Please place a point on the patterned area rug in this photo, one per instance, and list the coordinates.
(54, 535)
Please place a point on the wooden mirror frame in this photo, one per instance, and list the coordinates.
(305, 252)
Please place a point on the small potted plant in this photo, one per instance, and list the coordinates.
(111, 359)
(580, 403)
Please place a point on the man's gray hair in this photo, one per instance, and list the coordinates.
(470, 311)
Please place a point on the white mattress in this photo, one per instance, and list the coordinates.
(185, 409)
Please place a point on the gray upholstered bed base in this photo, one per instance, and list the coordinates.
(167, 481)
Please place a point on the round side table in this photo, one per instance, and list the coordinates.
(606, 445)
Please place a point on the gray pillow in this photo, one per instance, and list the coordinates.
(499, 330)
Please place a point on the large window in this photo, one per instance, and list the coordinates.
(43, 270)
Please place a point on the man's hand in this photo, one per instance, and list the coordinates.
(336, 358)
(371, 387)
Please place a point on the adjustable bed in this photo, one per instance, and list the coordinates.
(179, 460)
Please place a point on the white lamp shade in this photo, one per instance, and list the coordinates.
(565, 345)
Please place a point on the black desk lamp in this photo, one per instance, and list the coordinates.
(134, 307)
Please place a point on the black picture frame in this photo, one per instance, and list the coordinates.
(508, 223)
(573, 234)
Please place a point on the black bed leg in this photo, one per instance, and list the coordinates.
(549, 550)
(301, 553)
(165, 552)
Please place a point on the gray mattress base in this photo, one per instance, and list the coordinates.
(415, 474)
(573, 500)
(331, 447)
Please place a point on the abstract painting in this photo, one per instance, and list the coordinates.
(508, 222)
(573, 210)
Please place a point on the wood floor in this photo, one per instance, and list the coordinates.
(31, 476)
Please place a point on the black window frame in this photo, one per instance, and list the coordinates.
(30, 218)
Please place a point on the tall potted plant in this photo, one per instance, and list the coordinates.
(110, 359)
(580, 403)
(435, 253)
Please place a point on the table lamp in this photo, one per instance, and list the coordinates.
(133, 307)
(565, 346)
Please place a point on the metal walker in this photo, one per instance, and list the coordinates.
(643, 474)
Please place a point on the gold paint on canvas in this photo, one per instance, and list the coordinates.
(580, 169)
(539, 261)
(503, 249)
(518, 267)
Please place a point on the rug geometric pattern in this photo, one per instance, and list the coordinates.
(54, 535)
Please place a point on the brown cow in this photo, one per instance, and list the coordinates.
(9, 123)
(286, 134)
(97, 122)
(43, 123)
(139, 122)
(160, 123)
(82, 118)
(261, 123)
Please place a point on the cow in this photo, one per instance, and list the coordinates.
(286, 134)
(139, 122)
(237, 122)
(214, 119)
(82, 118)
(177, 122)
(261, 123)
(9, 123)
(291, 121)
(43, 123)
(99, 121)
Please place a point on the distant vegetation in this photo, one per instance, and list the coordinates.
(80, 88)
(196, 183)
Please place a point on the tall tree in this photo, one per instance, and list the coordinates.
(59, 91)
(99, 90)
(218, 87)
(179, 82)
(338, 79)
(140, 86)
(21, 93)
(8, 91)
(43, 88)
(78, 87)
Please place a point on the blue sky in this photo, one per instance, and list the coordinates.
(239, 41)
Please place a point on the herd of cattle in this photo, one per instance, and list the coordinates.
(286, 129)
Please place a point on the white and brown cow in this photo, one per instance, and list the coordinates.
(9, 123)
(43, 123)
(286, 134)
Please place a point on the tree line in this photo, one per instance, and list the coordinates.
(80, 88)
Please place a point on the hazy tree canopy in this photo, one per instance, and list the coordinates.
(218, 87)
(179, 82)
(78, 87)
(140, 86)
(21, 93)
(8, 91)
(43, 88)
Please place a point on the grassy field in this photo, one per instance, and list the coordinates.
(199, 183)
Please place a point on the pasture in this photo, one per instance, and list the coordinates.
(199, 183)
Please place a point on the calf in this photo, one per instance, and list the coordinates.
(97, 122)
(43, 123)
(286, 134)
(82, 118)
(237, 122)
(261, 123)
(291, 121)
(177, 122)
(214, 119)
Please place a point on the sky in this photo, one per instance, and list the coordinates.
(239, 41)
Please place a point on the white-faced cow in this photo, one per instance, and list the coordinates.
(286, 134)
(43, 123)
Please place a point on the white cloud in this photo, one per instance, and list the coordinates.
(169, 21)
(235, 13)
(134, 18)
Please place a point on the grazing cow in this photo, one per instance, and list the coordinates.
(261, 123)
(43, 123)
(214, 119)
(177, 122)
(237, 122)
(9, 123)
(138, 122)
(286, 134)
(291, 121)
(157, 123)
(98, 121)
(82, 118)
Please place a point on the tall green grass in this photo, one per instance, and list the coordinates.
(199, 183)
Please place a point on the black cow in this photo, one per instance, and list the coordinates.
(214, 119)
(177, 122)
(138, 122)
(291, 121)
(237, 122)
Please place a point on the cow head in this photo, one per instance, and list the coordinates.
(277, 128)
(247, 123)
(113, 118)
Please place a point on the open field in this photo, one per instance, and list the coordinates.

● ● ●

WHAT TO PRODUCE:
Begin with the line that contains "Please place a point on the white-faced" and print each line exactly until the data ends, including the last line.

WRITTEN RESPONSE:
Please place a point on the white-faced cow in this photo, one per instance, and list the coordinates.
(286, 134)
(43, 123)
Please place a point on the white cloud in this photo, one per instance, and list the coordinates.
(169, 21)
(235, 13)
(134, 18)
Please place a point on the grazing cow in this photo, one per instance, and list the coordinates.
(261, 123)
(43, 123)
(214, 119)
(177, 122)
(237, 122)
(9, 123)
(138, 122)
(286, 134)
(291, 121)
(157, 123)
(98, 121)
(82, 118)
Please place a point on the tall green grass in this photo, one per instance, and list the coordinates.
(199, 183)
Please place a point on the black cow in this photo, one per instance, and list the coordinates.
(214, 119)
(177, 122)
(138, 122)
(291, 121)
(237, 122)
Please place a point on the cow head in this photo, one per instance, and list the coordinates.
(277, 128)
(247, 123)
(113, 118)
Please place a point on the open field in this photo, one per instance, and list the coordinates.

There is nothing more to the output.